▶ **DIRECTIONS FOR THIS TASK**:
The line containing "[point] yellow tree" marks the start; return it and every line after it in the listing below, exactly, through the last.

Records contained in a dataset
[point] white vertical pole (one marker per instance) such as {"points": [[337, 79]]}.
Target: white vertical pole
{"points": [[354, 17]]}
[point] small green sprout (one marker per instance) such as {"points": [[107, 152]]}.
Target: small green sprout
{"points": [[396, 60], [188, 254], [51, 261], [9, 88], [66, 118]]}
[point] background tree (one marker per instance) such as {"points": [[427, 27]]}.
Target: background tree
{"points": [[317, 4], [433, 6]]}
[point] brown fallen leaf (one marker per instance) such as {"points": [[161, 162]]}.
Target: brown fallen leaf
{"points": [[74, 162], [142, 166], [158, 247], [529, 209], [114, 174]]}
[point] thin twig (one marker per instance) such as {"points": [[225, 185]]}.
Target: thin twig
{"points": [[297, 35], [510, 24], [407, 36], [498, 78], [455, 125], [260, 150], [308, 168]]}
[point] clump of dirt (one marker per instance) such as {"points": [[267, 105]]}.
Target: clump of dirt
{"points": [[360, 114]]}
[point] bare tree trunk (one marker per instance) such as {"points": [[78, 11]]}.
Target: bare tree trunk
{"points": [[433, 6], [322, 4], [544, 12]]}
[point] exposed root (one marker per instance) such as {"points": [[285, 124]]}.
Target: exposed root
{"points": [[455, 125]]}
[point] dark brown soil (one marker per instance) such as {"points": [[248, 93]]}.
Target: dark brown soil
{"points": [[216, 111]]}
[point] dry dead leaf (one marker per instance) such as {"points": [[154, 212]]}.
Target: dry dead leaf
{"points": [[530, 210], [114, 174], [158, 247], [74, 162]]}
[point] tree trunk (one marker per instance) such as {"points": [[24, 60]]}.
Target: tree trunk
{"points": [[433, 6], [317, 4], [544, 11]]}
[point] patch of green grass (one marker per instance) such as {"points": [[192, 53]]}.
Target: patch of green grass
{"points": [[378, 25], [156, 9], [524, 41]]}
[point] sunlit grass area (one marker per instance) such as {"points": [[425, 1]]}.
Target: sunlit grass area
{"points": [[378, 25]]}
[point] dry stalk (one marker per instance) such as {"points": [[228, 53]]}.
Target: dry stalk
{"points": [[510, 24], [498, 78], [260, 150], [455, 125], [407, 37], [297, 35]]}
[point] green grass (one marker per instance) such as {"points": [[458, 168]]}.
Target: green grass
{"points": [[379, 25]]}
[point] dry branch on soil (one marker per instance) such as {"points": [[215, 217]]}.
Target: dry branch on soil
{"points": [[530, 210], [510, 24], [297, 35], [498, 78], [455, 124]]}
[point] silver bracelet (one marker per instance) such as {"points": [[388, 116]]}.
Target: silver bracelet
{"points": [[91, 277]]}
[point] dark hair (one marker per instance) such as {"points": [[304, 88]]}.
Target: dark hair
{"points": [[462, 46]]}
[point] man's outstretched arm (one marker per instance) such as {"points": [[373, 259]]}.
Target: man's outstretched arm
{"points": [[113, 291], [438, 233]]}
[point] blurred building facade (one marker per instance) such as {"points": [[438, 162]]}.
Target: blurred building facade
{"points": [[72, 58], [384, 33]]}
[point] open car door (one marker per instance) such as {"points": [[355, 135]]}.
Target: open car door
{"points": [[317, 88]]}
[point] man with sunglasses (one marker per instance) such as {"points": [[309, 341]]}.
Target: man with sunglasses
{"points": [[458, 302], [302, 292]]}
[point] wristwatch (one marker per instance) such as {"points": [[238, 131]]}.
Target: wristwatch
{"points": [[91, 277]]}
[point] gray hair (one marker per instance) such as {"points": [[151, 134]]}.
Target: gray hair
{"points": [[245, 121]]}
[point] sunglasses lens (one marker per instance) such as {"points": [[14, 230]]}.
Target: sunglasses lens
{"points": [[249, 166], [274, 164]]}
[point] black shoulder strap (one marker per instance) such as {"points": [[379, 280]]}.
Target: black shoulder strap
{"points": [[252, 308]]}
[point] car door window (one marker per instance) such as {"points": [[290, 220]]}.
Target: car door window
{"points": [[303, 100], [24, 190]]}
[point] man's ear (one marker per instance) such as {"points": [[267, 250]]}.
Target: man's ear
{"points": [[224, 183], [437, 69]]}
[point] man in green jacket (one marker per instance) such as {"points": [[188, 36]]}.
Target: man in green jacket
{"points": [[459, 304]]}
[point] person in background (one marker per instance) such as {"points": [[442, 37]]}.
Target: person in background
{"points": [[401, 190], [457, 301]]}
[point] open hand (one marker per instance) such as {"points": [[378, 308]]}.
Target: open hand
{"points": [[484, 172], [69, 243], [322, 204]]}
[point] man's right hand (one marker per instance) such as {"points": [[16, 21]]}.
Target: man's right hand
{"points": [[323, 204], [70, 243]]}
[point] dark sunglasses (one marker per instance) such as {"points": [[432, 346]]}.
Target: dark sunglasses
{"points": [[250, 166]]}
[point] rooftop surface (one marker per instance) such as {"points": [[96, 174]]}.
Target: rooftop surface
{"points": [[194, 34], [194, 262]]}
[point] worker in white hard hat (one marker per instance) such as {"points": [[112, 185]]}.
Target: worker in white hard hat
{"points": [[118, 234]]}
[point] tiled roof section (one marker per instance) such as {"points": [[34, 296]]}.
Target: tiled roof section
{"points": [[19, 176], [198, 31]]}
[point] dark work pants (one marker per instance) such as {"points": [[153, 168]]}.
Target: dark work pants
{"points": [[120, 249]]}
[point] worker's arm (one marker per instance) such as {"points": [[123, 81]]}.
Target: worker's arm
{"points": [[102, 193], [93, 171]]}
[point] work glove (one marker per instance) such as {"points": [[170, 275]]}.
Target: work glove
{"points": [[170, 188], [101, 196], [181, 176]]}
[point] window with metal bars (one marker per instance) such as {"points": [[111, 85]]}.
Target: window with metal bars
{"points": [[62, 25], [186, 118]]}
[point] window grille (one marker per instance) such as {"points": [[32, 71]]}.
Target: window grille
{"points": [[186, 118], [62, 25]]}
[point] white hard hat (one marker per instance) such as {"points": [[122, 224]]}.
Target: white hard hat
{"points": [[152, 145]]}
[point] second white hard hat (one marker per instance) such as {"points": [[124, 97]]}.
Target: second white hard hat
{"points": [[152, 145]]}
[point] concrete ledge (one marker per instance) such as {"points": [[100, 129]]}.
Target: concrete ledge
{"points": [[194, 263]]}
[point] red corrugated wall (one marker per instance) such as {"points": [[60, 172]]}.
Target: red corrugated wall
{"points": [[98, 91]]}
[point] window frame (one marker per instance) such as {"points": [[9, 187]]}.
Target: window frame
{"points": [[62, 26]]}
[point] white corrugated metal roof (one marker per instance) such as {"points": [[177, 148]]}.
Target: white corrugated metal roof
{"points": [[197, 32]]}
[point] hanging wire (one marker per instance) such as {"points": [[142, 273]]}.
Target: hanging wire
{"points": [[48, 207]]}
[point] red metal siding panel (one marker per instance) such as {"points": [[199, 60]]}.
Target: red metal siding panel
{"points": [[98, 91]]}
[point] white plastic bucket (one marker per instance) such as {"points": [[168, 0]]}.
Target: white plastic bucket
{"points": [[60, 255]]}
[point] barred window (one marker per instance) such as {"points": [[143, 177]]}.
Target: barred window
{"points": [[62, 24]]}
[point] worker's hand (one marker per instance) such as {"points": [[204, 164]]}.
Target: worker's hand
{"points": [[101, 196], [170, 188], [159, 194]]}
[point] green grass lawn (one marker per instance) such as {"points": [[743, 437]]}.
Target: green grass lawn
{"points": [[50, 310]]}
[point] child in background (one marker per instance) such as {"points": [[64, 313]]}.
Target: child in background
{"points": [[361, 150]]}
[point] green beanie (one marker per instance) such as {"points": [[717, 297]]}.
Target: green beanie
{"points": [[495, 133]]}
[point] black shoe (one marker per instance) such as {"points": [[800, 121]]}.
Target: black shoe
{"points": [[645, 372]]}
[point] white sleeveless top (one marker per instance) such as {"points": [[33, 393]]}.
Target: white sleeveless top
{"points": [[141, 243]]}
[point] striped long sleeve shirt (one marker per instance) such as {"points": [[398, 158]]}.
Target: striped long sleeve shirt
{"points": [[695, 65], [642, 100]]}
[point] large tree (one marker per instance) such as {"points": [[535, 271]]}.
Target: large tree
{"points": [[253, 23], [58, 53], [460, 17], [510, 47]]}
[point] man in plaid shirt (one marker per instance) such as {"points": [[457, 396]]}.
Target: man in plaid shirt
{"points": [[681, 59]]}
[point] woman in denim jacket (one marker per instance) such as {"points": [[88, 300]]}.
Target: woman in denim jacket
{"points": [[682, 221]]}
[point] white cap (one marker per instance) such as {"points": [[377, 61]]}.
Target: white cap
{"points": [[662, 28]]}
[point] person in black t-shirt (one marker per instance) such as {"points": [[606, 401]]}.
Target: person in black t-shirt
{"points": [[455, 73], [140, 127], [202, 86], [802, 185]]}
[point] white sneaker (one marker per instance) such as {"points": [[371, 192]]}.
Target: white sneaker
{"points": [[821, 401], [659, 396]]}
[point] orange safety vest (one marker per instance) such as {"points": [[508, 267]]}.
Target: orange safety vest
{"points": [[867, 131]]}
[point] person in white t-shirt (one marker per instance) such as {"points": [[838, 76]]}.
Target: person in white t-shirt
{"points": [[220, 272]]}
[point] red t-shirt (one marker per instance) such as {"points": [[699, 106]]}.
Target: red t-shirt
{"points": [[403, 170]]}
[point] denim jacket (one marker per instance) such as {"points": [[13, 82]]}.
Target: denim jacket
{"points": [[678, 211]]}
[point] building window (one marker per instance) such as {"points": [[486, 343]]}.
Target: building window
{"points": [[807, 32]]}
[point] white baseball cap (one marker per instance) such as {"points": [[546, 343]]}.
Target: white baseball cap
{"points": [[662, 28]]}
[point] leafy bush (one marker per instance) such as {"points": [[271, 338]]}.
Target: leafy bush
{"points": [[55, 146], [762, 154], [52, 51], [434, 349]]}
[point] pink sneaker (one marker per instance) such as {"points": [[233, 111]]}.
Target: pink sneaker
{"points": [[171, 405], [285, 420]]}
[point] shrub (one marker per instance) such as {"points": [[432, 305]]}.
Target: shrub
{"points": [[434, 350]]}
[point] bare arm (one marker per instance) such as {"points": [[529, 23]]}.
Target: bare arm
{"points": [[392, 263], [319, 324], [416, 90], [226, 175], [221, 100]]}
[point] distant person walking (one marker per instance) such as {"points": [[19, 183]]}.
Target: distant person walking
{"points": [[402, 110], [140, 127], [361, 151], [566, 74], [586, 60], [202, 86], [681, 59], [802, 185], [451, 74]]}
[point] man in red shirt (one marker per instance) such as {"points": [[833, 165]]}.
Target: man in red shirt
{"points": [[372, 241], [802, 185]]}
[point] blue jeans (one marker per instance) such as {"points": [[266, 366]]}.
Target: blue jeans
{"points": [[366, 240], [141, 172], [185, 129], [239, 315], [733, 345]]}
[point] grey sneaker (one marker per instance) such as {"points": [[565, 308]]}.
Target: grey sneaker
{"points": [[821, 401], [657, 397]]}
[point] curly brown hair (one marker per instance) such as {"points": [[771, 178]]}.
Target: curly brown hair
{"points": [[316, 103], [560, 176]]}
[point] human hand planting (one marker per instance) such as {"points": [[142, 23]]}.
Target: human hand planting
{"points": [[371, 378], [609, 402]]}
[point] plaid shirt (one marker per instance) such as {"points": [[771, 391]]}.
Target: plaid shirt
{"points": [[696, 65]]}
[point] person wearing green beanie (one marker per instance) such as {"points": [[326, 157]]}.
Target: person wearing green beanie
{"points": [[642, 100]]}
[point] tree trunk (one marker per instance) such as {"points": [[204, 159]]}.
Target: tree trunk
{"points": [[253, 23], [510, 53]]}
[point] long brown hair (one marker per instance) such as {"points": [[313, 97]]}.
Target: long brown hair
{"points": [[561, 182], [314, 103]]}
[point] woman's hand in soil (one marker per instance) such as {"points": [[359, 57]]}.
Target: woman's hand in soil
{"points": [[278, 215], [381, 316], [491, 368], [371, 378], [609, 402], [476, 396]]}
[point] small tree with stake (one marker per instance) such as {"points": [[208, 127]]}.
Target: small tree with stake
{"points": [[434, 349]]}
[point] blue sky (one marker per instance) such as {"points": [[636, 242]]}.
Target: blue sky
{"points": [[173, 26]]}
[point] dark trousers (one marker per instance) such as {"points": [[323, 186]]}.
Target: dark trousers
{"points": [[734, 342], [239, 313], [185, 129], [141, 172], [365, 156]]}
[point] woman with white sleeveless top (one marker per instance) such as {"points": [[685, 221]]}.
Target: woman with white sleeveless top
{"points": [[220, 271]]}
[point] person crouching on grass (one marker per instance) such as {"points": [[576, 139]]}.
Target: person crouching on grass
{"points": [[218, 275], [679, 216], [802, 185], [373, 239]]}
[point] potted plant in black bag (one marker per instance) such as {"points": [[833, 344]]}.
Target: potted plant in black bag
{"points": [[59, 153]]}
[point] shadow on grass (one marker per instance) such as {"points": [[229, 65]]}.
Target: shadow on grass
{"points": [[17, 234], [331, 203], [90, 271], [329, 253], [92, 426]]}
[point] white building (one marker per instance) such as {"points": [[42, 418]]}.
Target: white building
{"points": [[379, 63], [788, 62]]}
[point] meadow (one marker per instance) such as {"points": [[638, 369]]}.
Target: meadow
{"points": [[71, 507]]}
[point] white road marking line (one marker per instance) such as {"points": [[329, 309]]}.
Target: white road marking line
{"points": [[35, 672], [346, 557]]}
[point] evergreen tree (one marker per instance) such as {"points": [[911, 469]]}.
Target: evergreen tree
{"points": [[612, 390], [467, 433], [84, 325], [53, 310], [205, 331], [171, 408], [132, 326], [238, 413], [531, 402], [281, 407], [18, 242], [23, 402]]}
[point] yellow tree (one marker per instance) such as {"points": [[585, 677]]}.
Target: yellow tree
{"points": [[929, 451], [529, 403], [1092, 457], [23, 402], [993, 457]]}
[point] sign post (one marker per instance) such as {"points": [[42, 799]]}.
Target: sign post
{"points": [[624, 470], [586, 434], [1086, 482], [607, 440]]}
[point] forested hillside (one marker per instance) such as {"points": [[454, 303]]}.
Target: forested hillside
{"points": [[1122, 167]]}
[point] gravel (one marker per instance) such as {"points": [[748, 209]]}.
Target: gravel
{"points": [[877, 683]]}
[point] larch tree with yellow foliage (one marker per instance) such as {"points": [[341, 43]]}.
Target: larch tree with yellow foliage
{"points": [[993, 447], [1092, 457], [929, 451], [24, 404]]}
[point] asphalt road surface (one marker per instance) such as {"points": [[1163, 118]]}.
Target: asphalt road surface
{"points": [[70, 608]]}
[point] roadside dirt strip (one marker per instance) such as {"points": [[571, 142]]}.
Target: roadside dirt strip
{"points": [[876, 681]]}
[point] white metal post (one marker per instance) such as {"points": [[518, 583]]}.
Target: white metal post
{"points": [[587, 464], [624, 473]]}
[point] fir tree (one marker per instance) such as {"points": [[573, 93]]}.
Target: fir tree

▶ **SOLUTION TO THIS TASK**:
[point] yellow tree (one marker per instance) such as {"points": [[585, 677]]}.
Target: yellow tree
{"points": [[929, 451], [529, 403], [1092, 457], [23, 402], [993, 457]]}
[point] sign post (one marker per instance) such as {"points": [[42, 799]]}.
Target: sign post
{"points": [[624, 470], [586, 434], [1086, 482], [607, 440]]}
[point] forested hillside (one marker per instance) such as {"points": [[454, 303]]}.
Target: forested hillside
{"points": [[1122, 167]]}
[point] gravel (one marker per instance) such as {"points": [[748, 209]]}.
Target: gravel
{"points": [[877, 683]]}
[point] larch tree with yellow foliage (one marker per instance) such as {"points": [[341, 43]]}.
Target: larch tree with yellow foliage
{"points": [[993, 447], [1092, 457], [929, 451], [24, 404]]}
[point] asphalt road surface (one marker per instance) such as {"points": [[1163, 118]]}.
Target: asphalt road surface
{"points": [[70, 608]]}
[point] roadside dirt strip (one marker per instance) such as {"points": [[571, 142]]}.
Target: roadside dirt strip
{"points": [[876, 681]]}
[point] white metal post (one marker per instance) such as {"points": [[518, 583]]}.
Target: white metal post
{"points": [[587, 464], [624, 473]]}
[point] fir tree (one marker per instance) such as {"points": [[573, 93]]}.
Target: fir tree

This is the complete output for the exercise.